● Task description
Where a line has odd spacing or punctuation, keep it; transcribe all the entries exactly.

● Records to process
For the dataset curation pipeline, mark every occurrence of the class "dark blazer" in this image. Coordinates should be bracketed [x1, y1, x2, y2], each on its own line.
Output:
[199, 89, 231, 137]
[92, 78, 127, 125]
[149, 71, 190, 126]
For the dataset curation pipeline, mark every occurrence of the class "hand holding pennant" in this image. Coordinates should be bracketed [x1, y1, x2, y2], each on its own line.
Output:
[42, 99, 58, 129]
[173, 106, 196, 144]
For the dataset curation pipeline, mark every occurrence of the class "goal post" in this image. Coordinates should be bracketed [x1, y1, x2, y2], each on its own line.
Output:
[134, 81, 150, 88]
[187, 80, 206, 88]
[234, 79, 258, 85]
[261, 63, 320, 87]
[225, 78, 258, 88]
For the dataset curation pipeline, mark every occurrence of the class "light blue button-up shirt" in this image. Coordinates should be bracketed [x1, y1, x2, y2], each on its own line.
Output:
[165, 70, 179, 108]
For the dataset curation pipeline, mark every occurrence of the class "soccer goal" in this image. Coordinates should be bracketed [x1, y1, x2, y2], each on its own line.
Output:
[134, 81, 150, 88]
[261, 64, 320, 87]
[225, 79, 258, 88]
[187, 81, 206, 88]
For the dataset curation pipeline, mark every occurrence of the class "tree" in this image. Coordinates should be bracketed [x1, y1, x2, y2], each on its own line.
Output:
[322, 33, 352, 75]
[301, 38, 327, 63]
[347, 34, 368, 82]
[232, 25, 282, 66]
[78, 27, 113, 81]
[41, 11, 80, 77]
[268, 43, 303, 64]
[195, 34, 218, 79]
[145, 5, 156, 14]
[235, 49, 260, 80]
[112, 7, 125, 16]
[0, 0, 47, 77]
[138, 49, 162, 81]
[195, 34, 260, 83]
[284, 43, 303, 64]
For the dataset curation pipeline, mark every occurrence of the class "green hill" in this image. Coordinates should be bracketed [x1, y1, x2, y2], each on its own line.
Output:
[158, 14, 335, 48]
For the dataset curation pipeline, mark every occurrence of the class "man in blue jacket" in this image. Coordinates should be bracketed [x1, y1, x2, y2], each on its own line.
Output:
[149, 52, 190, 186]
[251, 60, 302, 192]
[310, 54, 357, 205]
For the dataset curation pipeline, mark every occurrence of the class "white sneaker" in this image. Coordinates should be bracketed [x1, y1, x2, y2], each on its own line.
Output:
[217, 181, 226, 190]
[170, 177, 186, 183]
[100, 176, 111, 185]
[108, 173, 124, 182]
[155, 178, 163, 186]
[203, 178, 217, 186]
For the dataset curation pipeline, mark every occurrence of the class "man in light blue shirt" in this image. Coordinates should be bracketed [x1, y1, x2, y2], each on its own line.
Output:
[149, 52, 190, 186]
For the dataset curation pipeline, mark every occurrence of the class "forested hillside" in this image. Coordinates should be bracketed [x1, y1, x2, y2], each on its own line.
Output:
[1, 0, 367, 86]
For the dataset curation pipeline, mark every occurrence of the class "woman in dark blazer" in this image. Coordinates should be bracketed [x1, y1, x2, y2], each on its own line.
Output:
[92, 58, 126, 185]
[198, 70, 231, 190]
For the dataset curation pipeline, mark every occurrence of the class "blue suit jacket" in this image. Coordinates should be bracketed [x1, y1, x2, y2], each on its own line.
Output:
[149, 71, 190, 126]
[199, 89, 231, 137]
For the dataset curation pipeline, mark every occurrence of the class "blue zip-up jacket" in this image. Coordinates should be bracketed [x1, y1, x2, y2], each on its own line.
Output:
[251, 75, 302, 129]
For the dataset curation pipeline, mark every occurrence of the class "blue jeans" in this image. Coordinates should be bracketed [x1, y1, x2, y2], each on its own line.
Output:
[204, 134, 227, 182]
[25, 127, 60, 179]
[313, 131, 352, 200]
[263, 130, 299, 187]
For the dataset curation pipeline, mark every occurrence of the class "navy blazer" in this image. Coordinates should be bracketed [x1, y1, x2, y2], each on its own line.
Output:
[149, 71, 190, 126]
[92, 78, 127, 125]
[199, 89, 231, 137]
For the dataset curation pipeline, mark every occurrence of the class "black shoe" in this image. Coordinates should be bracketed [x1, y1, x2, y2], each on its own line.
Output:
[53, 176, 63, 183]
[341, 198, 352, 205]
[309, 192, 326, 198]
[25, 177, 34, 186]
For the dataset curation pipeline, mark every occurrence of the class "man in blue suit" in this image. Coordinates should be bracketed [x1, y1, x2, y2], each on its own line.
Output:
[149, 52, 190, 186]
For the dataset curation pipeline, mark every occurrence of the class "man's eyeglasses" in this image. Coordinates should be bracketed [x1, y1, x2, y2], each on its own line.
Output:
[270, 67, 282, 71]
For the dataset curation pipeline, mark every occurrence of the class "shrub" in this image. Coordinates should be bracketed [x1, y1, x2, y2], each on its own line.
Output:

● Result of the exercise
For the dataset curation pipeline, mark every occurrence of the class "dark blazer" in this image. Coordinates should be bracketed [x1, y1, x2, y2], each on its own line.
Output:
[199, 89, 231, 137]
[92, 78, 127, 125]
[149, 71, 190, 126]
For the dataset curation pipeline, mark every occurrence of the class "hand holding pennant" in this image. Coordinates should be bracketed [x1, y1, x2, y2], each on its own line.
Output:
[42, 99, 58, 129]
[173, 106, 196, 144]
For the dataset curation pipeline, mark every occurrence of the class "goal post" in this image. Coordinates should be bracketed [x1, y1, x2, y2], each on its own line.
Output:
[134, 81, 150, 88]
[187, 80, 206, 88]
[234, 79, 258, 85]
[261, 63, 320, 87]
[225, 78, 258, 88]
For the dataset curation pipeline, mark every occurrence of the class "light blue button-up shirt" in this image. Coordinates should be bracketed [x1, y1, x2, y2], each on its own line.
Output:
[165, 70, 179, 108]
For the dataset curation pipeline, mark every occurrence of the class "soccer goal" in this image. Coordinates should be bracketed [x1, y1, x2, y2], each on its own line.
Output:
[134, 81, 150, 88]
[261, 64, 320, 87]
[225, 79, 258, 88]
[187, 81, 206, 88]
For the dataset curation pipeline, mark every occurrence of the class "tree" in this image. Coordinates should be bracketed [x1, y1, x2, y2], each on its own line.
Output:
[322, 33, 352, 75]
[301, 38, 327, 63]
[347, 34, 368, 82]
[232, 25, 282, 66]
[78, 27, 113, 81]
[41, 11, 80, 77]
[268, 43, 303, 64]
[195, 34, 218, 79]
[145, 5, 156, 14]
[235, 49, 260, 80]
[112, 7, 125, 16]
[0, 0, 47, 77]
[138, 49, 162, 81]
[195, 34, 260, 83]
[284, 43, 303, 64]
For the dataset curation pipeline, mark every occurrence of the class "green hill" in this image. Coordinates should be bracketed [x1, y1, x2, y2], each on its own line.
Output:
[158, 14, 335, 48]
For the dataset curation pipeline, mark every occurrence of the class "man in blue jacket" in this image. Coordinates should be bracketed [x1, y1, x2, y2], each on its own line.
Output:
[149, 52, 190, 186]
[251, 60, 302, 192]
[310, 54, 357, 205]
For the dataset curation pipeline, mark every occurrence of the class "white sneaker" in this image. Coordinates should be bracketed [x1, y1, x2, y2], each on its own line.
Output:
[217, 181, 226, 190]
[170, 177, 186, 183]
[100, 176, 111, 185]
[108, 173, 124, 182]
[155, 178, 163, 186]
[203, 178, 217, 186]
For the dataset curation pipeline, mark every occurrence of the class "man in light blue shirt" in this image. Coordinates should be bracketed [x1, y1, x2, y2], each on its own line.
Output:
[149, 52, 190, 186]
For the dataset curation pipeline, mark every occurrence of the class "forested hillside" in this image. Coordinates should be bracketed [x1, y1, x2, y2], each on its own line.
Output:
[1, 0, 367, 86]
For the dataset curation pipeline, mark every occurrence of the class "woman in dark blazer" in this image. Coordinates should be bracketed [x1, y1, x2, y2], each on its own line.
Output:
[92, 58, 126, 185]
[198, 70, 231, 190]
For the dataset curation pipeline, mark every occurrence of the class "blue suit jacket" in this image. Coordinates should be bracketed [x1, y1, x2, y2], each on its own line.
Output:
[149, 71, 190, 126]
[199, 89, 231, 137]
For the dataset curation pipeline, mark every occurrence of the class "blue zip-up jacket" in this image. Coordinates should be bracketed [x1, y1, x2, y2], each on its own line.
Output:
[251, 75, 302, 129]
For the dataset curation pipeline, mark every occurrence of the class "blue jeans" in this image. Coordinates should be bracketed [x1, y1, x2, y2], each on its own line.
Output:
[204, 134, 227, 182]
[25, 127, 60, 179]
[313, 131, 352, 200]
[263, 130, 299, 187]
For the dataset curation pipeline, mark every occurrence of the class "navy blazer" in this image. Coordinates should be bracketed [x1, y1, x2, y2], each on its own line.
Output:
[149, 71, 190, 126]
[92, 78, 127, 125]
[199, 89, 231, 137]
For the dataset curation pipeline, mark every occurrence of the class "black shoe" in this image. Coordinates should be bracketed [x1, y1, x2, y2], each on its own line.
Output:
[53, 176, 63, 183]
[341, 198, 352, 205]
[309, 192, 326, 198]
[25, 177, 34, 186]
For the dataset curation pipeline, mark every occurrence of the class "man in blue suit" in this image. Coordinates should be bracketed [x1, y1, x2, y2], each on its own line.
Output:
[149, 52, 190, 186]
For the dataset curation pipeline, mark every occurrence of the class "man's eyeglasses" in this image. Coordinates should be bracketed [x1, y1, x2, y2], each on its own line.
Output:
[270, 67, 282, 71]
For the dataset curation pipeline, mark every occurrence of the class "shrub" in this image. Coordinates should be bracketed [x1, y1, x2, y2], each on its own line.
Output:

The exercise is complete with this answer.